# Passage provided:

<<<<

# need AFX Screecher's spare parts



## 1scalevolvo (Feb 5, 2004)

Any body know of any source for spare parts for the AFX Screechers battery powered cars ? I need a p/u shoe,spring & pigtail assembly . If not I will try to snag a junker chassis @ the HO-NJ next Nov. 20th


Neal:dude:


----------



## 1scalevolvo (Feb 5, 2004)

This is the Chassis that I need the P/u shoe/spring/ pigtail asssembly for . It is an AFX Screecher chassis fron the battery operated set .The Screecher chassis looks "disposible " once the integral guide pin & the p/u shoes wear out.Will try to find a "Junker" chassis @ the H0 - NJ show in Parsippany this coming Sunday with the parts I need.


Neal :dude:


----------



## cwbam (Feb 8, 2010)

Thanks for the photo, those parts should be around.
? Speed Shifter ?

I've picked up a few on feepay in large auctions and never got much demand for them.

(I didn't read post very well and was thinking about Sizzler Hot Wheels battery powered)


----------



## Piz (Apr 22, 2002)

I have a coulpe of those chassis That I took the arms out of to use in G plus chassis , The pick up and springs are there and in like new condition . If you want them just pay for the shipping and you can have them . 
Mike


----------



## 1scalevolvo (Feb 5, 2004)

Piz said:


> I have a coulpe of those chassis That I took the arms out of to use in G plus chassis , The pick up and springs are there and in like new condition . If you want them just pay for the shipping and you can have them .
> Mike


Thanx ! I'll let ya know If I cant snag anything @ the show !!


Neal:dude:


----------

>>>>

(Object location annotation records)

<<<<

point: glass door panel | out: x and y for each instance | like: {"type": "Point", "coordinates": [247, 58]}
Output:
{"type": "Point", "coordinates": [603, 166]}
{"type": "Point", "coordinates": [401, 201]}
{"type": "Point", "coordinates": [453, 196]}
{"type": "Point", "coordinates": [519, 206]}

>>>>
<<<<

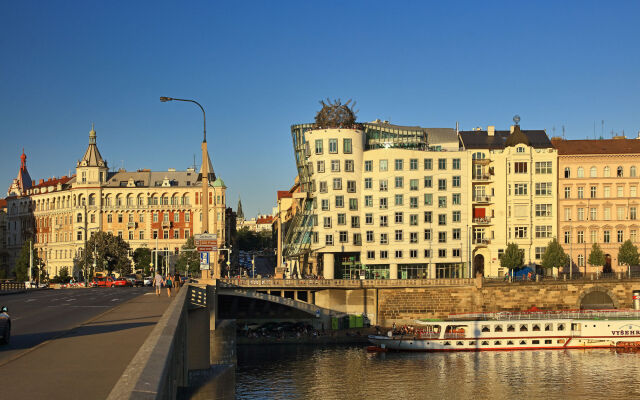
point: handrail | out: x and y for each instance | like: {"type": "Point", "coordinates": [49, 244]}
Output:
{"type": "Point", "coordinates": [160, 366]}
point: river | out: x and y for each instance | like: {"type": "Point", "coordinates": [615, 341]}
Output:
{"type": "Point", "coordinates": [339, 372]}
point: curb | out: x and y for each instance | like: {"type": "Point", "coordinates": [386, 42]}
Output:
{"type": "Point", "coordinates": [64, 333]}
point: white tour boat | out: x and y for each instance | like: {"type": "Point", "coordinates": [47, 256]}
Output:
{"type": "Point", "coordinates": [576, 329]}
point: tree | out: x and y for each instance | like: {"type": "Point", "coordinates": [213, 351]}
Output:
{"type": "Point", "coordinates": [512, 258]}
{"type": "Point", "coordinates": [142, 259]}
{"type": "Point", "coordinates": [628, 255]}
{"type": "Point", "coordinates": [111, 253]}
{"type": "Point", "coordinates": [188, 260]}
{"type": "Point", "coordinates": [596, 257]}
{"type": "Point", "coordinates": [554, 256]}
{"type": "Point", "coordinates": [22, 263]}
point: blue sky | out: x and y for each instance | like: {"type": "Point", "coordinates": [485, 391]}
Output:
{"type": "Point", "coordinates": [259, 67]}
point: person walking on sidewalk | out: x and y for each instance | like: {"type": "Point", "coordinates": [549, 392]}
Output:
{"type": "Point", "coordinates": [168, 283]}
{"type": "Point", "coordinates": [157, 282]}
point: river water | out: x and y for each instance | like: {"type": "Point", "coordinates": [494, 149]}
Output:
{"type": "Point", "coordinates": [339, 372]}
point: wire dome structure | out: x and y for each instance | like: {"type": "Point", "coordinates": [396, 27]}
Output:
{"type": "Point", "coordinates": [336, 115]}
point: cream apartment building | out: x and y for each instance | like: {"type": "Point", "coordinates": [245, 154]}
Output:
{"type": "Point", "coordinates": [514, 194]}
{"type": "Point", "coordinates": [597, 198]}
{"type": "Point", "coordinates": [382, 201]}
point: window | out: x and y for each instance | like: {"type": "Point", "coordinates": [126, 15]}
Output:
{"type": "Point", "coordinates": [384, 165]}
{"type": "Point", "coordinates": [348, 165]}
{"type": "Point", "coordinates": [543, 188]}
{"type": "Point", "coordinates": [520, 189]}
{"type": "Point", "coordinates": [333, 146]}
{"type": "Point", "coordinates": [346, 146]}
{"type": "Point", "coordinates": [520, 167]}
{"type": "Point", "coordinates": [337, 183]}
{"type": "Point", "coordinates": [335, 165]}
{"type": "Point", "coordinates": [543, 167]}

>>>>

# Exercise A:
Rewrite the part of the forum thread about AFX Screecher spare parts starting with "## cwbam (Feb" and going on through "demand for them.", replacing "auctions" with "sales".
# Exercise B:
Find every line of the records that contains the string "river" and copy each of those lines.
The forum thread and the records are separate material with no connection to each other.

# Output A:
## cwbam (Feb 8, 2010)

Thanks for the photo, those parts should be around.
? Speed Shifter ?

I've picked up a few on feepay in large sales and never got much demand for them.

# Output B:
point: river | out: x and y for each instance | like: {"type": "Point", "coordinates": [615, 341]}
point: river water | out: x and y for each instance | like: {"type": "Point", "coordinates": [494, 149]}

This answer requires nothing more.